Problem requirements: Write out every item below word for word, but please leave the pictures out.

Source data
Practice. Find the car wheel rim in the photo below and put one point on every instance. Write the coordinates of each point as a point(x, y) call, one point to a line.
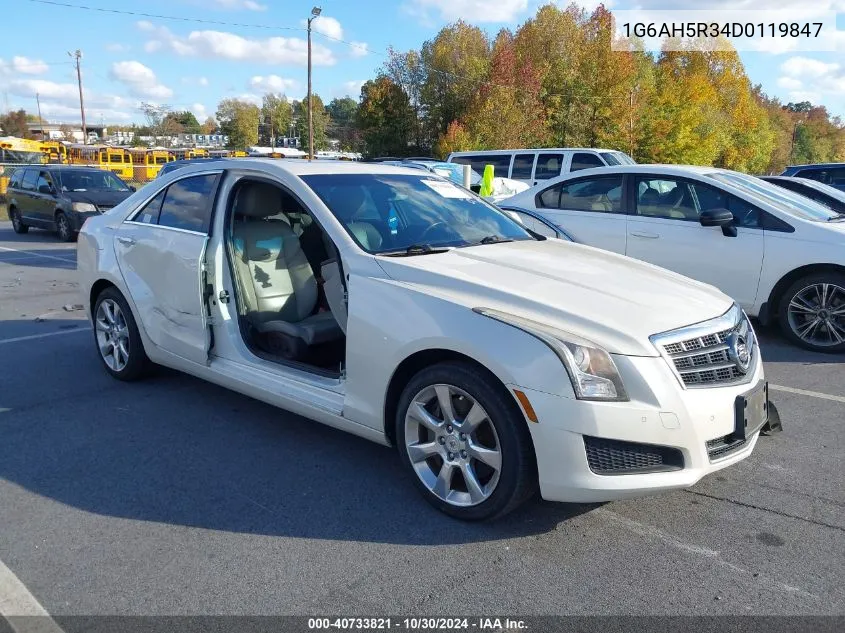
point(112, 335)
point(453, 445)
point(64, 230)
point(817, 314)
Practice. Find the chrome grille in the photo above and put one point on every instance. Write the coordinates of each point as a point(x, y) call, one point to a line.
point(701, 354)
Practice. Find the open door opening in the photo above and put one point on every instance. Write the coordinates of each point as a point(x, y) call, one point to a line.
point(290, 291)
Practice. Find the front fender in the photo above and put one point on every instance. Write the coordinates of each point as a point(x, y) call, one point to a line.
point(390, 321)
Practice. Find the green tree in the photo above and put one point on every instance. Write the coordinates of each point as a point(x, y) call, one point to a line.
point(384, 118)
point(239, 121)
point(320, 121)
point(276, 116)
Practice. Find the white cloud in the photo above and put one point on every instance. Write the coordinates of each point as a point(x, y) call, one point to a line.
point(28, 66)
point(474, 11)
point(360, 49)
point(272, 83)
point(140, 80)
point(225, 45)
point(808, 79)
point(249, 5)
point(327, 26)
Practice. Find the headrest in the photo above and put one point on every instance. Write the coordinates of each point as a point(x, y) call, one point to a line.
point(259, 200)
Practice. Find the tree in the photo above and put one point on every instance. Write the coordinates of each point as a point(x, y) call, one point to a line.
point(320, 120)
point(384, 118)
point(209, 127)
point(276, 117)
point(239, 121)
point(14, 123)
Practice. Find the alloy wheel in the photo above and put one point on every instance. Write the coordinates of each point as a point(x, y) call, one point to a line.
point(816, 314)
point(452, 445)
point(112, 335)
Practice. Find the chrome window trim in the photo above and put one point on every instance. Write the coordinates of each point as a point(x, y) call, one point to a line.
point(733, 319)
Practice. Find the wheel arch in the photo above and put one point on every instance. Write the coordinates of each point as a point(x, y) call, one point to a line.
point(418, 361)
point(775, 296)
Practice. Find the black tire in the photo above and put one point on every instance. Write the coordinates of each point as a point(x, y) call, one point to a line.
point(17, 223)
point(138, 364)
point(837, 323)
point(518, 475)
point(63, 228)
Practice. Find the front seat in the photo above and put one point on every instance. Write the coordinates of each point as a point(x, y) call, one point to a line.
point(279, 287)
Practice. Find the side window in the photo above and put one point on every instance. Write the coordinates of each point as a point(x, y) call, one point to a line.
point(149, 213)
point(522, 166)
point(30, 176)
point(582, 160)
point(603, 195)
point(672, 199)
point(187, 204)
point(548, 166)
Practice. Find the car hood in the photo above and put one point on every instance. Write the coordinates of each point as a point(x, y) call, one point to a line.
point(612, 300)
point(100, 197)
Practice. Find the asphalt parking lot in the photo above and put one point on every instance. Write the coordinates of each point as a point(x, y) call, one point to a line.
point(173, 496)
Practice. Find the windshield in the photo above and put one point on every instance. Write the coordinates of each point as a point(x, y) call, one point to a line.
point(781, 199)
point(93, 180)
point(393, 212)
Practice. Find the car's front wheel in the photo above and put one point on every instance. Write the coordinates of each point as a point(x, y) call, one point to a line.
point(17, 222)
point(812, 312)
point(465, 442)
point(118, 340)
point(63, 228)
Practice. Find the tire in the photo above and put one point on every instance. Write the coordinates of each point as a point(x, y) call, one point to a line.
point(130, 362)
point(437, 453)
point(17, 223)
point(811, 312)
point(63, 228)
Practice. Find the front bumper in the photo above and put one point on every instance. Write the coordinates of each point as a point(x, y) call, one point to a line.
point(660, 413)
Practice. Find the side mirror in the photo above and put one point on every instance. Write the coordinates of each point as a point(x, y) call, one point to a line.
point(719, 217)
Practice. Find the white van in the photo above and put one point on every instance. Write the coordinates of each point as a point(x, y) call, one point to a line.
point(534, 165)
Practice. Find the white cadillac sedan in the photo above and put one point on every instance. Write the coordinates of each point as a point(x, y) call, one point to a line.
point(392, 304)
point(779, 254)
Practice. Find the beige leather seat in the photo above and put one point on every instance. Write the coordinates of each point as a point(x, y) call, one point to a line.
point(278, 284)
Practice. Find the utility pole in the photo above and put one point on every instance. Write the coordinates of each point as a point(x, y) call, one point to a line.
point(40, 120)
point(77, 55)
point(315, 12)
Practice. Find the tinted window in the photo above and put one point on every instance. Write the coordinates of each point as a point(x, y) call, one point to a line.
point(187, 204)
point(522, 166)
point(149, 213)
point(603, 194)
point(548, 166)
point(581, 160)
point(29, 178)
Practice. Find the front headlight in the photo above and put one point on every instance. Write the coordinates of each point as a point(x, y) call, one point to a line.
point(591, 369)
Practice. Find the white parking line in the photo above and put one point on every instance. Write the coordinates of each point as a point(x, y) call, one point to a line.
point(17, 605)
point(804, 392)
point(18, 250)
point(32, 337)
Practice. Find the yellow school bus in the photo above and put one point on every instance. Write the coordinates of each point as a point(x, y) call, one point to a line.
point(115, 159)
point(146, 163)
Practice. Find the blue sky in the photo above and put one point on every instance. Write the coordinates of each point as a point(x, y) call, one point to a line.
point(261, 47)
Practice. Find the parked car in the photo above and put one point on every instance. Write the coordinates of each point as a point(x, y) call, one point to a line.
point(778, 254)
point(60, 198)
point(832, 174)
point(496, 361)
point(533, 166)
point(830, 197)
point(184, 162)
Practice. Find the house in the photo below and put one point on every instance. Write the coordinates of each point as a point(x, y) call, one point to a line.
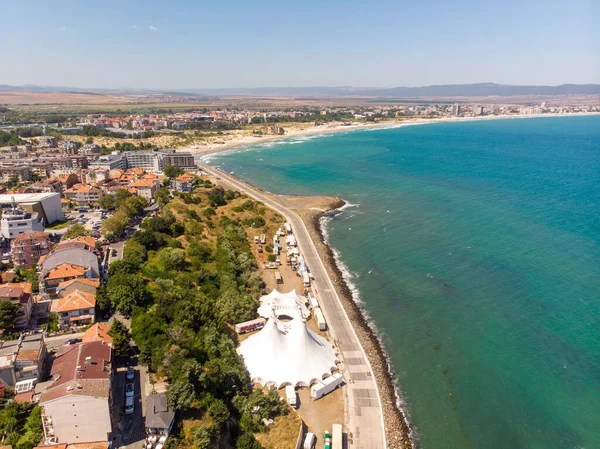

Solved exercise:
Practice. Find the car wheel rim in the photo below and put one point on every instance. Write the coordinates of each point as a point(x, y) call, one point to a line.
point(112, 335)
point(453, 445)
point(64, 230)
point(817, 314)
Practice. Find the chrome grille in the photo above and put one point on every instance. Write the coordinates of each point as a point(x, y) call, one point to a line.
point(701, 354)
Practice. Find the open door opening in the photo above and put one point on every instance. Write the coordinates of each point as a point(x, y) call, one point to a line.
point(290, 291)
Practice. Find the front fender in the photo above and put one point on every instance. Write the coordinates of each point as a point(x, y) call, one point to a line.
point(390, 321)
Practice. Find the green tree in the photo above and put one point on every instance. Write the coordinates of each point as a point(x, y) call, one point to a line.
point(384, 118)
point(239, 121)
point(320, 121)
point(276, 116)
Practice. Find the white cloud in the photo above and put one point on every instance. Write the coordinates of each point as a point(x, y) call, one point to a line.
point(28, 66)
point(474, 11)
point(360, 49)
point(272, 83)
point(140, 80)
point(225, 45)
point(808, 79)
point(249, 5)
point(327, 26)
Practice. Find the headrest in the photo above and put one point on every instance. Write the coordinates of each point as a point(x, y) call, one point to a line.
point(259, 200)
Practice. Find the tree in the photo above and put one point on every instance. Write the coordinates of each point as a point(x, y) call, one point to a line.
point(320, 120)
point(384, 118)
point(209, 127)
point(276, 117)
point(239, 121)
point(14, 123)
Practice. Find the alloy wheel in the photo above and put one point on every instance. Write the coordinates of each point as a point(x, y) call, one point to a line.
point(816, 314)
point(452, 445)
point(112, 335)
Practice. Find the chrome window trim in the photo above and put one point on every instance. Write the coordinates of each point as a point(x, y) call, one point to a line.
point(733, 319)
Practice. Find the wheel arch in the photo above and put one point on every instance. Write the coordinates of each point as a point(x, y) call, one point to a line.
point(418, 361)
point(775, 296)
Practice. Find the black tire in the photo above and put one point on every instance. Write the coordinates of each point as a point(x, y) call, one point to a line.
point(17, 223)
point(138, 364)
point(837, 323)
point(518, 475)
point(63, 228)
Practice. Find the front seat in the photo above and put one point on every instance. Write the coordinates of each point as a point(x, y) call, one point to a line.
point(279, 287)
Practice. Find the side window in the photo above and put one point on every instance. Write the coordinates of each point as a point(x, y) call, one point to a line.
point(149, 213)
point(522, 166)
point(30, 176)
point(582, 160)
point(603, 195)
point(672, 199)
point(187, 204)
point(548, 166)
Practice. Find the car hood in the photo above and put one point on every instance. Write the coordinates of each point as a point(x, y) call, one point to a line.
point(612, 300)
point(100, 197)
Practice. Find the asphalt parking lot in the photo above and put one point on every instance. Write the coordinates of each point as a point(x, y) call, one point to a line.
point(173, 496)
Practice. Find the windshield in the photo above and put one point on every instance. Write the coordinates of each point as a point(x, y) call, one point to a line.
point(781, 199)
point(93, 180)
point(393, 212)
Practice. Find the car's front wheel in the photo above and put one point on every instance. Write the coordinates of each point as a point(x, y) call, one point to a line.
point(17, 222)
point(812, 312)
point(465, 442)
point(118, 340)
point(63, 228)
Practice. Find the tire in the photo above and put one point on every instance. Write the coordinates of each point as a point(x, y) call, one point to a line.
point(130, 362)
point(437, 453)
point(17, 223)
point(811, 312)
point(63, 228)
Practice. Find the front bumper in the photo above and put one point on every instance. Write the coordinates of each point as a point(x, y) call, one point to a line.
point(660, 413)
Practice. Find the side mirror in the photo above and put one point on every instance. Write the coordinates of each point as a point(x, y) call, one point to a line.
point(719, 217)
Practice. Find the white van in the photo above and put one point on every instance. Write the coordinates of each point as a point(x, y) call, one point to a line.
point(534, 165)
Practice. Find the white cadillac sedan in the photo above and put one point on every instance. Write the coordinates of each point as a point(x, y) call, one point to a line.
point(392, 304)
point(779, 254)
Practice. Find the beige leather seat in the photo above and put one point on every instance. Write the coordinates of each point as a point(x, y) call, one point to a line.
point(278, 284)
Practice. Find the utility pole in the photo above and put one point on every instance. Write the coordinates of each point as a point(x, y) call, one point to a line.
point(40, 120)
point(77, 55)
point(315, 12)
Practice. Find the tinted window in the photo above and put one point on every instance. Write the coordinates of each point as a point(x, y) call, one point to a line.
point(187, 204)
point(522, 166)
point(149, 213)
point(603, 194)
point(548, 166)
point(581, 160)
point(29, 178)
Practice. Find the front headlight in the photo above and put one point on every instance. Write the coordinates of each point as a point(x, y) call, one point to a line.
point(591, 369)
Practice. Find the white parking line in the photo above and put one point on every instance. Write the coordinates of each point as a point(x, y) call, one point to a line.
point(17, 605)
point(804, 392)
point(18, 250)
point(32, 337)
Practice. Find the yellow school bus in the photo above and put one point on every instance. Write the coordinates of each point as a point(x, y) call, one point to a line.
point(115, 159)
point(146, 163)
Practice. Find the blue sky in the photo above and put one point on every instance. Write the coordinates of each point as a point(x, y) call, one point to a line.
point(261, 47)
Practice. Find the parked car in the photo above and put one point on every instance. Write the coordinates of each point as a point(x, y) call, one point to a line.
point(778, 254)
point(60, 198)
point(832, 174)
point(496, 361)
point(533, 166)
point(830, 197)
point(184, 162)
Practice. Find the house in the photo below and put one point on every instance. Write the coordinates of each point as a point(x, y) call, one point to a line.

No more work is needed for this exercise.